[Saved entries]
════════════════
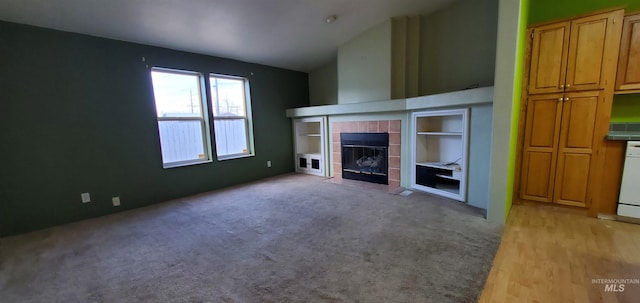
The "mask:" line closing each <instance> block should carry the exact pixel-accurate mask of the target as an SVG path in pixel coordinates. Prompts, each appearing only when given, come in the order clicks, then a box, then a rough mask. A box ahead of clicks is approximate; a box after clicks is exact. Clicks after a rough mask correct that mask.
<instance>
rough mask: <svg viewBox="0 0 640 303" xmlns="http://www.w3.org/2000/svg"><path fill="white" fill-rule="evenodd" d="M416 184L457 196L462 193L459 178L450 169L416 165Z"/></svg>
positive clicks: (457, 176) (455, 174)
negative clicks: (431, 188) (451, 193)
mask: <svg viewBox="0 0 640 303" xmlns="http://www.w3.org/2000/svg"><path fill="white" fill-rule="evenodd" d="M416 184H418V185H422V186H426V187H431V188H434V189H439V190H443V191H447V192H450V193H455V194H457V193H459V192H460V180H459V177H458V176H457V174H456V173H455V172H454V171H453V170H450V169H442V168H435V167H428V166H422V165H416Z"/></svg>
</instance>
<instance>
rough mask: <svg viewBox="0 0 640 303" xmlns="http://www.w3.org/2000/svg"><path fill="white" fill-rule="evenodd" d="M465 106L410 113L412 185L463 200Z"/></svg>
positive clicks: (430, 191)
mask: <svg viewBox="0 0 640 303" xmlns="http://www.w3.org/2000/svg"><path fill="white" fill-rule="evenodd" d="M468 115H469V110H468V109H456V110H441V111H425V112H415V113H413V114H412V130H413V133H414V135H413V136H412V143H413V144H412V146H413V147H412V163H413V165H412V174H411V175H412V187H413V188H414V189H417V190H421V191H426V192H430V193H433V194H437V195H441V196H444V197H448V198H451V199H455V200H458V201H462V202H465V201H466V183H467V148H468V147H467V145H468V144H467V142H468V138H467V134H468V129H469V124H468V118H467V117H468Z"/></svg>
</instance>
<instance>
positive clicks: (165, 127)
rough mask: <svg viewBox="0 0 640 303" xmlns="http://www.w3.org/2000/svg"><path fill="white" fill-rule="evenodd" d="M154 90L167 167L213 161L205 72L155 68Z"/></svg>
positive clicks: (162, 143)
mask: <svg viewBox="0 0 640 303" xmlns="http://www.w3.org/2000/svg"><path fill="white" fill-rule="evenodd" d="M151 79H152V83H153V93H154V96H155V102H156V112H157V117H158V131H159V133H160V147H161V149H162V163H163V166H164V167H165V168H167V167H174V166H182V165H189V164H194V163H202V162H207V161H210V156H209V155H210V154H211V152H210V148H209V144H208V142H209V140H208V139H209V138H208V137H209V136H208V131H207V129H208V122H207V118H206V115H204V113H206V104H205V103H204V102H203V97H202V96H203V94H202V89H201V87H202V85H201V84H202V82H203V78H202V75H201V74H199V73H196V72H188V71H177V70H168V69H159V68H153V69H152V70H151Z"/></svg>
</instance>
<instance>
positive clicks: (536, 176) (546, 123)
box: [520, 94, 563, 203]
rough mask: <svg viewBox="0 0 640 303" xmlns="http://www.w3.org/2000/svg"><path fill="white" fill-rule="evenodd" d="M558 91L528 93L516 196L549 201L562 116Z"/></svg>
mask: <svg viewBox="0 0 640 303" xmlns="http://www.w3.org/2000/svg"><path fill="white" fill-rule="evenodd" d="M562 98H563V95H562V94H547V95H534V96H529V99H528V101H527V117H526V124H525V134H524V147H523V154H522V168H521V176H520V198H522V199H527V200H533V201H540V202H548V203H551V202H552V201H553V184H554V179H555V168H556V159H557V150H558V148H557V147H558V136H559V134H560V122H561V116H562V102H561V100H562Z"/></svg>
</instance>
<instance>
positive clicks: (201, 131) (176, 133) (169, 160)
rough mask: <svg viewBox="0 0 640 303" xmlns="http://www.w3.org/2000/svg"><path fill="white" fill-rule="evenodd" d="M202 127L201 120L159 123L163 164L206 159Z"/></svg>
mask: <svg viewBox="0 0 640 303" xmlns="http://www.w3.org/2000/svg"><path fill="white" fill-rule="evenodd" d="M201 125H202V122H201V121H199V120H186V121H158V129H159V130H160V144H161V145H162V162H163V163H173V162H181V161H190V160H195V159H202V160H204V159H206V158H205V157H206V156H205V152H204V144H203V138H202V126H201Z"/></svg>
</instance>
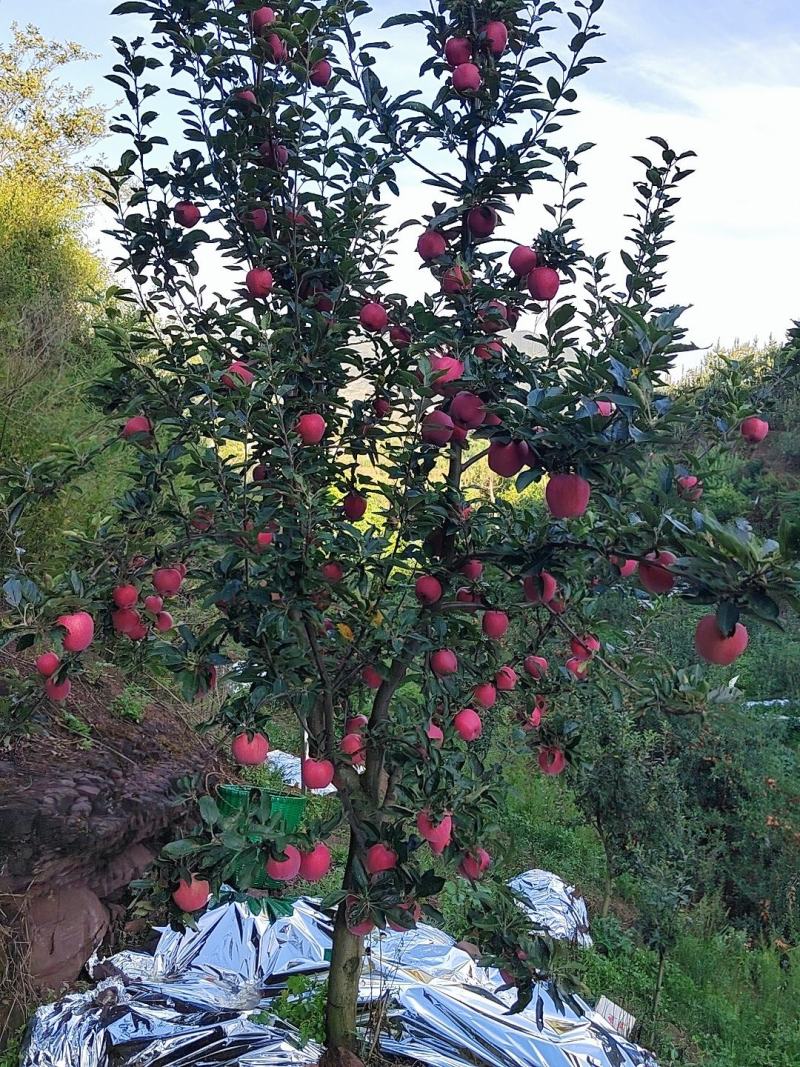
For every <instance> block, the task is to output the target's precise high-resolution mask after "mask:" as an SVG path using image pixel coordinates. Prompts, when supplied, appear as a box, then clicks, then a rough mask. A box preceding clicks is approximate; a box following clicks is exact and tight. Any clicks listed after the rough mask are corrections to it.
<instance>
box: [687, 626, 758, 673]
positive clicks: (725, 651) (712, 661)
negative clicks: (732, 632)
mask: <svg viewBox="0 0 800 1067" xmlns="http://www.w3.org/2000/svg"><path fill="white" fill-rule="evenodd" d="M748 640H749V635H748V632H747V627H745V626H742V624H741V623H740V622H737V623H736V626H735V627H734V632H733V634H730V635H729V636H725V635H724V634H723V633H722V631H721V630H720V627H719V622H718V620H717V616H716V615H705V616H703V618H702V619H701V620H700V622H699V623H698V627H697V630H695V631H694V648H695V649H697V650H698V652H699V653H700V655H701V656H702V657H703V658H704V659H705V660H706V662H707V663H709V664H718V665H719V666H720V667H727V666H729V664H732V663H733V662H734V659H738V657H739V656H740V655H741V653H742V652H743V651H745V649H746V648H747V647H748Z"/></svg>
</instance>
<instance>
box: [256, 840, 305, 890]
mask: <svg viewBox="0 0 800 1067" xmlns="http://www.w3.org/2000/svg"><path fill="white" fill-rule="evenodd" d="M283 856H284V859H279V858H277V857H275V856H270V858H269V859H268V860H267V862H266V863H265V870H266V871H267V875H268V877H270V878H274V880H275V881H294V879H295V878H297V877H298V875H299V874H300V863H301V856H300V849H299V848H295V847H294V845H286V846H285V847H284V851H283Z"/></svg>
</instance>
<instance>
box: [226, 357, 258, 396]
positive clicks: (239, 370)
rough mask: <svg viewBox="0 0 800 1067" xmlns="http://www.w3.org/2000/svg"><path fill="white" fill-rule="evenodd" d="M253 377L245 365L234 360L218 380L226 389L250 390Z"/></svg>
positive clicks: (252, 379) (254, 375)
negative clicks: (244, 389) (241, 389)
mask: <svg viewBox="0 0 800 1067" xmlns="http://www.w3.org/2000/svg"><path fill="white" fill-rule="evenodd" d="M255 377H256V376H255V375H254V373H253V371H252V370H251V369H250V367H249V366H247V364H246V363H242V361H241V360H234V362H233V363H231V364H230V366H229V367H228V369H227V370H226V371H225V373H224V375H223V376H222V377H221V378H220V382H221V383H222V384H223V385H224V386H225V387H226V388H228V389H237V388H250V386H251V385H252V384H253V382H254V381H255Z"/></svg>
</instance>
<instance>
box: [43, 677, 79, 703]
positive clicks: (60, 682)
mask: <svg viewBox="0 0 800 1067" xmlns="http://www.w3.org/2000/svg"><path fill="white" fill-rule="evenodd" d="M71 690H73V683H71V682H70V681H69V679H68V678H65V679H64V681H63V682H59V683H57V682H55V680H54V679H52V678H48V679H47V681H46V682H45V692H46V694H47V696H48V697H49V698H50V700H53V701H55V702H59V703H60V702H61V701H62V700H66V699H67V697H68V696H69V694H70V692H71Z"/></svg>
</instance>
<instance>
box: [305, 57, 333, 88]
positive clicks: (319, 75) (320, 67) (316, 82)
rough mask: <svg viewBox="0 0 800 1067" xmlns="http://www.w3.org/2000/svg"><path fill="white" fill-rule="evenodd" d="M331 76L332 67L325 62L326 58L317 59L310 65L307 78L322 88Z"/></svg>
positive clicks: (332, 75)
mask: <svg viewBox="0 0 800 1067" xmlns="http://www.w3.org/2000/svg"><path fill="white" fill-rule="evenodd" d="M332 77H333V67H332V66H331V64H330V63H329V62H327V60H319V61H318V62H317V63H315V64H314V66H313V67H311V70H310V74H309V75H308V80H309V81H310V83H311V84H313V85H317V86H318V87H319V89H324V87H325V85H326V84H327V83H329V82H330V80H331V78H332Z"/></svg>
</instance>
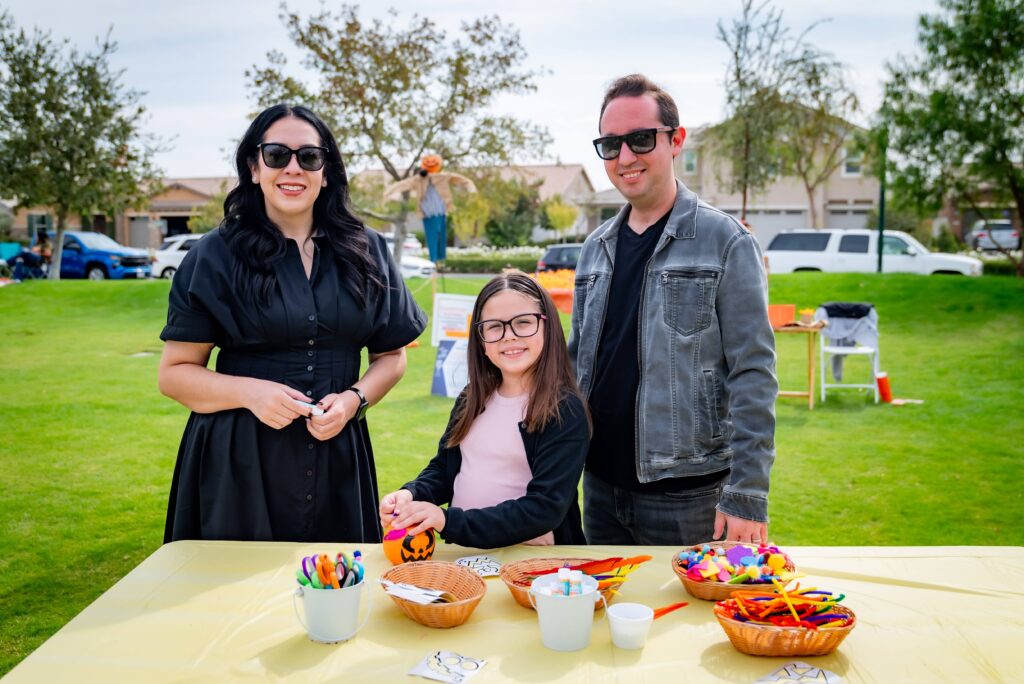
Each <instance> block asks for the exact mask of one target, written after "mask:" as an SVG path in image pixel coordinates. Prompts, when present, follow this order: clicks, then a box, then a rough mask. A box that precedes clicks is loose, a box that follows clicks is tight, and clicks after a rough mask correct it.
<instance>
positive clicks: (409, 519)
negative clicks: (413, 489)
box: [390, 501, 445, 535]
mask: <svg viewBox="0 0 1024 684" xmlns="http://www.w3.org/2000/svg"><path fill="white" fill-rule="evenodd" d="M444 520H445V518H444V511H442V510H441V509H440V508H439V507H437V506H434V505H433V504H430V503H427V502H425V501H411V502H409V503H408V504H403V505H402V506H401V508H400V509H399V512H398V515H397V516H396V517H393V519H392V520H391V522H390V525H391V526H392V527H394V528H396V529H400V528H402V527H404V528H406V529H407V530H409V532H408V533H410V535H419V533H420V532H422V531H423V530H424V529H429V528H430V527H433V528H434V529H436V530H437V531H440V530H442V529H444Z"/></svg>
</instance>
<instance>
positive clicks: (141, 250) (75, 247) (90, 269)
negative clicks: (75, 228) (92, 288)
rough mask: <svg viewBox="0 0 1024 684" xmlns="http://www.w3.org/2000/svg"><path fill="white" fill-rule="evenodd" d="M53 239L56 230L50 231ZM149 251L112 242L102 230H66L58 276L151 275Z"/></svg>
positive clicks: (88, 278)
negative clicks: (51, 231) (64, 243)
mask: <svg viewBox="0 0 1024 684" xmlns="http://www.w3.org/2000/svg"><path fill="white" fill-rule="evenodd" d="M49 234H50V239H51V240H52V239H53V238H54V236H55V233H52V232H51V233H49ZM152 274H153V270H152V268H151V265H150V253H148V252H146V251H145V250H139V249H135V248H132V247H125V246H123V245H119V244H118V243H116V242H114V241H113V240H111V239H110V238H108V237H106V236H104V234H103V233H101V232H86V231H82V230H68V231H67V232H65V245H63V254H62V255H61V256H60V277H87V279H89V280H90V281H105V280H106V279H112V280H123V279H128V277H150V276H151V275H152Z"/></svg>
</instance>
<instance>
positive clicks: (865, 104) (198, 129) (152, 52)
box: [0, 0, 936, 189]
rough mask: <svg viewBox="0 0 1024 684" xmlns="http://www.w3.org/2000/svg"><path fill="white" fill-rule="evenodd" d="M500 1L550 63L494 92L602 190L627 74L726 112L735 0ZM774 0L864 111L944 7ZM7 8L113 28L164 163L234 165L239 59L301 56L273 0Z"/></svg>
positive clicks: (58, 32) (692, 103) (446, 8)
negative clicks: (637, 72) (593, 140)
mask: <svg viewBox="0 0 1024 684" xmlns="http://www.w3.org/2000/svg"><path fill="white" fill-rule="evenodd" d="M502 5H504V6H503V7H502V10H501V16H502V18H503V19H504V20H505V22H507V23H510V24H512V25H514V26H516V27H517V28H518V29H519V30H520V32H521V37H522V42H523V45H524V46H525V48H526V50H527V52H528V62H527V66H528V67H531V68H544V69H546V70H547V71H548V72H549V73H548V75H547V76H545V77H544V78H542V79H541V80H540V81H539V84H538V85H539V89H538V91H537V92H536V93H534V94H530V95H527V96H517V97H514V98H513V97H509V98H506V99H503V100H502V101H501V102H500V103H499V106H500V108H501V109H504V110H507V111H511V112H514V113H515V114H516V115H517V116H520V117H523V118H526V119H529V120H531V121H534V122H535V123H538V124H541V125H543V126H546V127H547V128H548V130H549V131H550V133H551V134H552V136H553V138H554V144H553V145H552V146H551V147H550V149H549V155H550V156H549V158H548V159H546V160H538V161H541V162H553V161H556V160H558V161H561V162H563V163H583V164H585V165H586V167H587V171H588V173H589V174H590V177H591V180H592V181H593V182H594V185H595V186H596V187H597V188H598V189H602V188H605V187H608V186H610V184H609V183H608V181H607V178H606V177H605V175H604V171H603V167H602V166H601V164H600V160H598V159H597V157H596V155H595V154H594V149H593V147H592V146H591V145H590V140H591V138H593V137H595V136H596V132H597V131H596V127H597V122H596V118H597V112H598V109H599V106H600V101H601V93H602V90H603V88H604V86H606V85H607V83H608V81H610V80H611V79H612V78H614V77H616V76H621V75H623V74H628V73H632V72H642V73H644V74H646V75H648V76H649V77H651V78H652V79H653V80H655V81H656V82H658V83H660V84H662V85H663V86H664V87H665V88H666V89H667V90H669V92H671V93H672V94H673V96H674V97H675V98H676V101H677V102H678V104H679V109H680V115H681V119H682V123H683V125H684V126H698V125H700V124H705V123H709V122H713V121H716V120H719V119H720V118H721V117H722V114H723V110H724V96H723V87H722V79H723V75H724V71H725V63H726V58H727V54H726V49H725V47H724V45H723V44H722V43H720V42H719V41H718V40H717V39H716V23H717V22H719V20H720V19H721V20H726V22H728V20H729V19H731V18H732V16H735V15H737V14H738V12H739V0H725V1H723V2H717V3H711V2H695V1H688V0H649V1H648V2H642V3H641V2H633V3H629V2H607V1H605V0H588V1H586V2H583V1H580V2H578V1H574V0H573V1H565V2H551V0H547V1H545V0H515V1H514V2H509V3H502ZM776 5H777V6H779V7H782V8H783V9H784V18H785V23H786V24H787V25H788V26H791V27H792V28H793V29H794V30H803V29H804V28H806V27H807V26H809V25H810V24H811V23H813V22H816V20H819V19H828V20H827V22H825V23H823V24H821V25H819V26H818V27H817V28H815V29H814V31H813V32H812V33H811V34H810V39H811V41H812V42H814V43H815V44H816V45H818V46H819V47H822V48H824V49H827V50H829V51H831V52H833V53H834V54H835V55H836V56H837V57H838V58H840V59H841V60H842V61H844V62H845V63H846V65H847V66H848V67H849V70H850V76H851V79H852V81H853V83H854V85H855V87H856V90H857V93H858V95H859V96H860V99H861V102H862V104H863V106H864V110H865V111H866V112H868V113H869V112H871V111H872V110H874V109H876V108H877V106H878V104H879V102H880V100H881V92H882V81H883V79H884V77H885V63H886V61H888V60H892V59H894V58H895V57H896V55H897V54H899V53H903V54H908V53H912V52H914V51H915V49H916V48H915V37H916V19H918V16H919V15H920V14H921V13H923V12H935V11H936V5H935V2H934V1H923V0H859V1H858V2H849V1H844V2H840V1H838V0H777V2H776ZM327 6H328V7H329V8H334V7H336V6H337V3H335V2H329V3H327ZM386 6H387V4H386V3H373V7H371V5H370V4H368V3H364V4H362V10H364V13H365V14H367V15H383V13H384V11H385V10H384V8H385V7H386ZM393 6H394V7H396V8H397V9H398V12H399V22H400V23H401V24H404V20H406V19H408V17H409V15H411V14H412V13H414V12H418V13H420V14H425V15H428V16H430V17H431V18H433V19H434V20H435V22H436V23H437V24H438V25H439V26H440V27H442V28H444V29H447V30H450V31H451V32H456V31H458V27H459V25H460V23H461V22H462V20H465V19H468V18H472V17H475V16H478V15H480V14H481V13H487V10H486V9H484V7H487V6H488V5H486V4H484V3H479V2H470V1H468V0H435V1H434V2H424V1H421V0H415V1H406V2H398V1H396V2H394V3H393ZM492 6H493V5H492ZM713 6H716V7H718V9H713V8H712V7H713ZM2 7H5V8H6V9H7V10H8V11H9V12H10V13H11V14H12V16H13V18H14V20H15V23H16V24H17V25H18V26H22V27H26V28H31V27H34V26H35V27H40V28H42V29H44V30H48V31H50V32H51V33H52V35H53V36H54V37H55V38H61V39H62V38H67V39H69V40H70V41H72V42H73V43H75V44H77V45H79V46H81V47H83V48H87V49H88V48H91V47H92V46H93V45H94V44H95V39H96V37H97V36H101V35H103V34H105V32H106V31H108V29H111V28H113V36H114V39H115V40H116V41H117V42H118V44H119V49H118V52H117V53H116V54H115V56H114V63H115V66H117V67H118V68H121V69H124V70H125V73H124V82H125V83H127V84H128V85H130V86H131V87H134V88H137V89H139V90H143V91H145V93H146V94H145V96H144V98H143V102H144V104H145V105H146V108H147V109H148V113H150V118H148V121H147V122H146V128H147V130H148V131H150V132H152V133H155V134H157V135H158V136H161V137H162V138H164V139H165V140H168V141H169V143H168V144H169V146H170V147H171V148H170V149H169V151H168V152H166V153H162V154H161V155H160V156H159V158H158V161H159V163H160V165H161V166H162V168H163V169H164V170H165V172H166V173H167V175H168V176H172V177H173V176H215V175H227V174H229V173H230V165H229V163H228V162H227V158H228V156H229V154H230V149H231V147H232V145H233V144H234V141H237V139H238V138H239V137H240V136H241V134H242V132H243V131H244V130H245V128H246V126H247V125H248V119H247V116H246V115H247V113H248V112H250V111H252V109H253V106H254V105H253V103H252V101H251V100H250V99H249V96H248V92H247V89H246V80H245V76H244V72H245V70H246V69H247V68H250V67H252V66H253V65H264V63H265V61H266V59H265V54H266V52H267V50H270V49H276V50H281V51H283V52H285V53H286V54H290V55H292V56H293V58H292V59H291V61H292V62H293V63H294V62H295V61H296V60H295V59H294V56H295V55H296V53H295V51H294V48H292V46H291V44H290V42H289V40H288V37H287V35H286V32H285V29H284V27H283V25H282V23H281V19H280V18H279V13H280V3H279V2H278V1H276V0H202V1H200V0H178V1H177V2H159V3H157V2H144V1H143V2H139V0H131V1H126V0H90V1H89V2H81V0H13V2H12V3H11V2H5V3H3V5H0V8H2ZM318 7H319V2H317V0H290V2H289V8H291V9H296V10H298V11H300V12H301V13H302V14H309V13H311V12H313V11H316V10H317V9H318Z"/></svg>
════════════════
** WHAT THE TASK REQUIRES **
Copy the entries above exactly, but only from the line holding "negative clicks: (51, 231) (64, 243)" through the line holding "box: [0, 0, 936, 189]", both included.

** EXERCISE SOLUTION **
negative clicks: (51, 231) (64, 243)
mask: <svg viewBox="0 0 1024 684" xmlns="http://www.w3.org/2000/svg"><path fill="white" fill-rule="evenodd" d="M49 234H50V239H51V240H52V239H53V238H54V236H55V233H52V232H51V233H49ZM152 274H153V270H152V268H151V265H150V253H148V252H146V251H145V250H139V249H135V248H132V247H125V246H123V245H119V244H118V243H116V242H114V241H113V240H111V239H110V238H108V237H106V236H104V234H103V233H101V232H86V231H82V230H68V231H67V232H65V245H63V254H62V255H61V256H60V277H87V279H89V280H90V281H105V280H106V279H112V280H123V279H128V277H150V276H151V275H152Z"/></svg>
</instance>
<instance>
positive clicks: (865, 104) (198, 129) (152, 52)
box: [0, 0, 936, 189]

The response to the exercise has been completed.